◆ Instrucción
Traduce al inglés esta oración de la selección: «En Latinoamérica lo saben muy bien, y no son los únicos.»

◆ Selección
-------------------------

En su discurso de aceptación del Premio Nobel de la Paz, el presidente Obama ha recurrido a ejemplos facilones para argumentar su defensa de las guerras justas. A Hitler no le hubiera detenido la diplomacia, afirmó. Tiene razón. Pero luego, de propina, añadió que América nunca le ha declarado la guerra a una democracia, y ahí le faltó añadir un adjetivo. Porque América nunca le ha declarado una guerra limpia a una democracia, pero ha pagado, planificado y sostenido muchas guerras sucias para acabar con otras tantas democracias. En Latinoamérica lo saben muy bien, y no son los únicos.

Una corriente muy extendida defiende que el presidente de Estados Unidos merece que se le agradezcan sus buenas intenciones, desdeñando ese refrán que advierte que el diablo las usó para empedrar el infierno. Quizás porque sus intenciones no eran exactamente buenas, sino amargas, Herta Müller, a quien, en teoría, se le ha concedido el Nobel de Literatura por llevar toda su vida diciendo lo mismo que dijo la otra noche en Estocolmo, ya ha sido etiquetada como la bruja antipática de esta edición. Que no es tan buena escritora, he oído decir a algunos, incluso. Como si la hubieran leído. O como si Obama fuera un buen pacifista.

-------------------------

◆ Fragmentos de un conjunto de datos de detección
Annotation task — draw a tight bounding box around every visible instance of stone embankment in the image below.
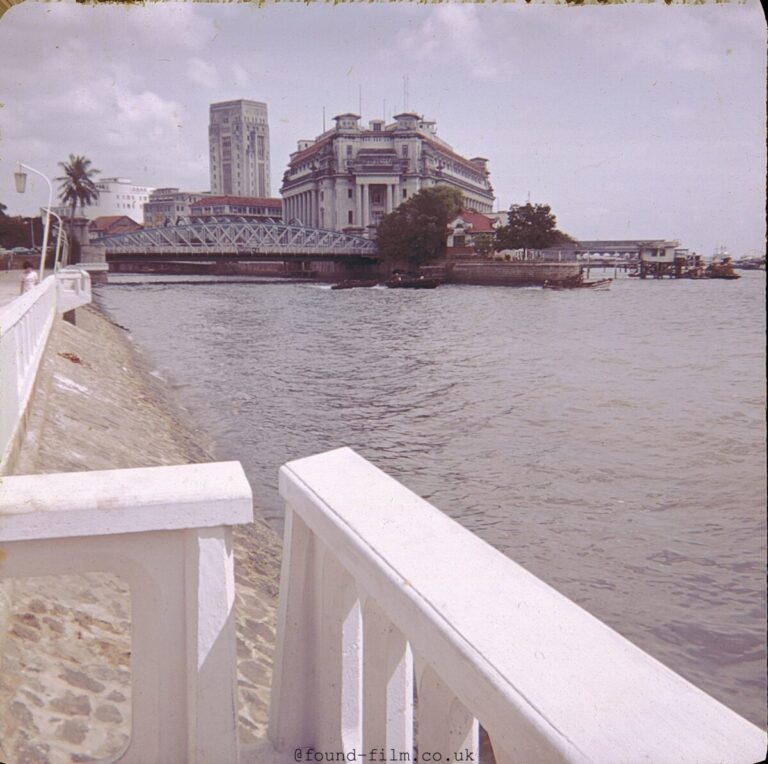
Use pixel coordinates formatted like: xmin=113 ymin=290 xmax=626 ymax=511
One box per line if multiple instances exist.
xmin=0 ymin=306 xmax=280 ymax=764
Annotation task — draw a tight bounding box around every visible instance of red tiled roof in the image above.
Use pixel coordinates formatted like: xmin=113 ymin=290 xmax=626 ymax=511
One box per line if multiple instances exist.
xmin=88 ymin=215 xmax=141 ymax=232
xmin=451 ymin=210 xmax=496 ymax=233
xmin=189 ymin=196 xmax=283 ymax=207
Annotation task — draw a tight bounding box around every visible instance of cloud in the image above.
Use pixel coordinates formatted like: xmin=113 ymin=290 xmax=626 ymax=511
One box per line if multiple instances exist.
xmin=400 ymin=4 xmax=498 ymax=80
xmin=187 ymin=58 xmax=220 ymax=89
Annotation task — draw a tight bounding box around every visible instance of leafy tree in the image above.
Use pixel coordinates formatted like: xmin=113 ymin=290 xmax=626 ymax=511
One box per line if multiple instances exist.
xmin=56 ymin=154 xmax=101 ymax=263
xmin=56 ymin=154 xmax=101 ymax=226
xmin=472 ymin=233 xmax=495 ymax=257
xmin=496 ymin=202 xmax=573 ymax=249
xmin=376 ymin=185 xmax=461 ymax=268
xmin=0 ymin=213 xmax=43 ymax=249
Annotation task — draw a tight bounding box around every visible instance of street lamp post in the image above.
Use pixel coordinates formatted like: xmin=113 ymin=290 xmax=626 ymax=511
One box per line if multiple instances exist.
xmin=48 ymin=207 xmax=69 ymax=273
xmin=13 ymin=162 xmax=53 ymax=281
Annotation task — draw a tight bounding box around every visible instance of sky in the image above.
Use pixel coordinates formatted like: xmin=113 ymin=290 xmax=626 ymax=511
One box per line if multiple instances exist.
xmin=0 ymin=0 xmax=766 ymax=257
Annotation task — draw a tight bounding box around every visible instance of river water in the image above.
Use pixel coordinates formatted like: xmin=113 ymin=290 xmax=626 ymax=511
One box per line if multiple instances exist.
xmin=98 ymin=272 xmax=766 ymax=726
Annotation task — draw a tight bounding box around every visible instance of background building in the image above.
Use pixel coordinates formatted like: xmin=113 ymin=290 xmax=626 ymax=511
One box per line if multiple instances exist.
xmin=280 ymin=112 xmax=494 ymax=230
xmin=88 ymin=215 xmax=142 ymax=241
xmin=190 ymin=196 xmax=283 ymax=222
xmin=53 ymin=178 xmax=154 ymax=224
xmin=208 ymin=100 xmax=271 ymax=198
xmin=446 ymin=210 xmax=499 ymax=257
xmin=144 ymin=188 xmax=208 ymax=228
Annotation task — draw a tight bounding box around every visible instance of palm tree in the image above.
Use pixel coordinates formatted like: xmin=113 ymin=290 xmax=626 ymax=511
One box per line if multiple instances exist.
xmin=56 ymin=154 xmax=101 ymax=225
xmin=56 ymin=154 xmax=101 ymax=262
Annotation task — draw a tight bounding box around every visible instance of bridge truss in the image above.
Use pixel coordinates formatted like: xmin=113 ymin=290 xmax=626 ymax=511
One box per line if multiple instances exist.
xmin=99 ymin=220 xmax=376 ymax=258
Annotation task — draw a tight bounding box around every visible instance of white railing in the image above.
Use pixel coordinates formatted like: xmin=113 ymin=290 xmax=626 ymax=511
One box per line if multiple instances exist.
xmin=0 ymin=462 xmax=253 ymax=764
xmin=56 ymin=266 xmax=91 ymax=313
xmin=0 ymin=276 xmax=56 ymax=466
xmin=269 ymin=449 xmax=766 ymax=764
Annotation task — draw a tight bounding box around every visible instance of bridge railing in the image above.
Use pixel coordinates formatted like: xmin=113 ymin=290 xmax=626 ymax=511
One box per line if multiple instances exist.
xmin=100 ymin=221 xmax=376 ymax=255
xmin=269 ymin=449 xmax=766 ymax=764
xmin=0 ymin=462 xmax=253 ymax=764
xmin=0 ymin=276 xmax=56 ymax=466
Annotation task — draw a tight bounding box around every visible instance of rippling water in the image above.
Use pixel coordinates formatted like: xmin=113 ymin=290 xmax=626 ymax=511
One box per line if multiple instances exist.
xmin=99 ymin=272 xmax=766 ymax=726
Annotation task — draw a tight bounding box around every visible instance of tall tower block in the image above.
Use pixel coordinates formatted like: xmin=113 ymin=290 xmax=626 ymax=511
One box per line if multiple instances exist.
xmin=208 ymin=100 xmax=271 ymax=198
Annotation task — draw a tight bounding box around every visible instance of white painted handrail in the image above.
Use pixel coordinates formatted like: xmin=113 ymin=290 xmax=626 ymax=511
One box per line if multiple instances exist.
xmin=56 ymin=267 xmax=91 ymax=313
xmin=0 ymin=462 xmax=253 ymax=764
xmin=269 ymin=448 xmax=766 ymax=764
xmin=0 ymin=276 xmax=56 ymax=474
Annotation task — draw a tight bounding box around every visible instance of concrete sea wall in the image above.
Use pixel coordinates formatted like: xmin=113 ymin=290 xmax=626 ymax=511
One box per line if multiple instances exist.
xmin=447 ymin=261 xmax=581 ymax=286
xmin=0 ymin=306 xmax=280 ymax=764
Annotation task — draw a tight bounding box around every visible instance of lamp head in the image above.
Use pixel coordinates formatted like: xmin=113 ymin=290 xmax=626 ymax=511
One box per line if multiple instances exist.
xmin=13 ymin=169 xmax=27 ymax=194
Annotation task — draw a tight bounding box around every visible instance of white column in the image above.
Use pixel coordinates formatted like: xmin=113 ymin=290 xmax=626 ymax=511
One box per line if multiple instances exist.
xmin=355 ymin=181 xmax=363 ymax=226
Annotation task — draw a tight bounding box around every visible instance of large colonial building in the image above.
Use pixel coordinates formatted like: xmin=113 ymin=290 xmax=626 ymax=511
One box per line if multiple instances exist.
xmin=190 ymin=196 xmax=283 ymax=222
xmin=144 ymin=188 xmax=206 ymax=228
xmin=280 ymin=112 xmax=494 ymax=230
xmin=208 ymin=100 xmax=271 ymax=198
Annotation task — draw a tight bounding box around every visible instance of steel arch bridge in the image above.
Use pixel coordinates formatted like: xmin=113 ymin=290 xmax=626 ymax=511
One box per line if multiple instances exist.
xmin=98 ymin=220 xmax=376 ymax=259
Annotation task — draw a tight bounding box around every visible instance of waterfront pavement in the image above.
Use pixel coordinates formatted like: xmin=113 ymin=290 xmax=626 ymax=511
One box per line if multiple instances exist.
xmin=0 ymin=271 xmax=24 ymax=307
xmin=0 ymin=304 xmax=280 ymax=764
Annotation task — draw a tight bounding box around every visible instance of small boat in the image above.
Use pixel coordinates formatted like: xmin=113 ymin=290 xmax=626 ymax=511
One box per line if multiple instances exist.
xmin=384 ymin=275 xmax=441 ymax=289
xmin=704 ymin=257 xmax=741 ymax=279
xmin=331 ymin=279 xmax=379 ymax=289
xmin=542 ymin=279 xmax=613 ymax=290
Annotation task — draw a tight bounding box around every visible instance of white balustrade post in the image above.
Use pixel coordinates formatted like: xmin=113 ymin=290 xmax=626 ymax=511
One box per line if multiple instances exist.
xmin=417 ymin=666 xmax=480 ymax=761
xmin=185 ymin=526 xmax=239 ymax=764
xmin=268 ymin=505 xmax=316 ymax=751
xmin=363 ymin=599 xmax=413 ymax=756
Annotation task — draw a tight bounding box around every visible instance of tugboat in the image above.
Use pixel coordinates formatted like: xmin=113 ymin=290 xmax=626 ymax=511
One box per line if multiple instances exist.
xmin=331 ymin=279 xmax=379 ymax=289
xmin=704 ymin=247 xmax=741 ymax=279
xmin=384 ymin=271 xmax=440 ymax=289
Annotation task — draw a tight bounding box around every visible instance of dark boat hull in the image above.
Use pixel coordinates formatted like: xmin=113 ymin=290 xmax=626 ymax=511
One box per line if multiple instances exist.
xmin=385 ymin=278 xmax=440 ymax=289
xmin=331 ymin=279 xmax=379 ymax=289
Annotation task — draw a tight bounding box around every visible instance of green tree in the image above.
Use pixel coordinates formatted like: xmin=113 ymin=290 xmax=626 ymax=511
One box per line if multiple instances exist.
xmin=376 ymin=185 xmax=461 ymax=268
xmin=496 ymin=202 xmax=573 ymax=249
xmin=472 ymin=233 xmax=496 ymax=257
xmin=56 ymin=154 xmax=101 ymax=226
xmin=56 ymin=154 xmax=101 ymax=263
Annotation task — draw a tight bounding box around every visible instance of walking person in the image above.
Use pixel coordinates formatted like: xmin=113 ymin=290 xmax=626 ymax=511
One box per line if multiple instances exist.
xmin=20 ymin=260 xmax=40 ymax=294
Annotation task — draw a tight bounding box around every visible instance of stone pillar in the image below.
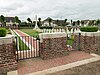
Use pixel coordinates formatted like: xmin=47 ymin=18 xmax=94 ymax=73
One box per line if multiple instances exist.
xmin=0 ymin=36 xmax=17 ymax=71
xmin=39 ymin=32 xmax=68 ymax=59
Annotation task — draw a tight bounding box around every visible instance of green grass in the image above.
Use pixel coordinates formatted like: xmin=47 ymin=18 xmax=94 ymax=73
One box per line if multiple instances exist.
xmin=20 ymin=29 xmax=40 ymax=38
xmin=14 ymin=32 xmax=29 ymax=51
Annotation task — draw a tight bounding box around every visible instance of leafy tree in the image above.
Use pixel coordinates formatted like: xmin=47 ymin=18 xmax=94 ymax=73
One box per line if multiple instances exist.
xmin=27 ymin=18 xmax=32 ymax=23
xmin=0 ymin=15 xmax=5 ymax=27
xmin=15 ymin=16 xmax=19 ymax=23
xmin=71 ymin=20 xmax=73 ymax=24
xmin=64 ymin=19 xmax=67 ymax=23
xmin=72 ymin=22 xmax=75 ymax=26
xmin=77 ymin=20 xmax=80 ymax=25
xmin=38 ymin=17 xmax=41 ymax=27
xmin=96 ymin=19 xmax=100 ymax=25
xmin=81 ymin=21 xmax=84 ymax=25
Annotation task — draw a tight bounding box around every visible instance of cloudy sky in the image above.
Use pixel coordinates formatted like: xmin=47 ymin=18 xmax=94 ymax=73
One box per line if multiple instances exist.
xmin=0 ymin=0 xmax=100 ymax=20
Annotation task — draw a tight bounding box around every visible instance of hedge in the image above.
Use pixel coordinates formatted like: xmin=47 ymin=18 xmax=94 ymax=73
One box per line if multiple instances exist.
xmin=40 ymin=26 xmax=53 ymax=29
xmin=0 ymin=28 xmax=7 ymax=37
xmin=80 ymin=27 xmax=98 ymax=32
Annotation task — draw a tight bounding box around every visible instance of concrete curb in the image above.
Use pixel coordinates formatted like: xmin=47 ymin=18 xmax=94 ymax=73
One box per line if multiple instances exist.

-------------------------

◆ Respuesta esperada
In Latin America they know this very well, and they are not the only ones.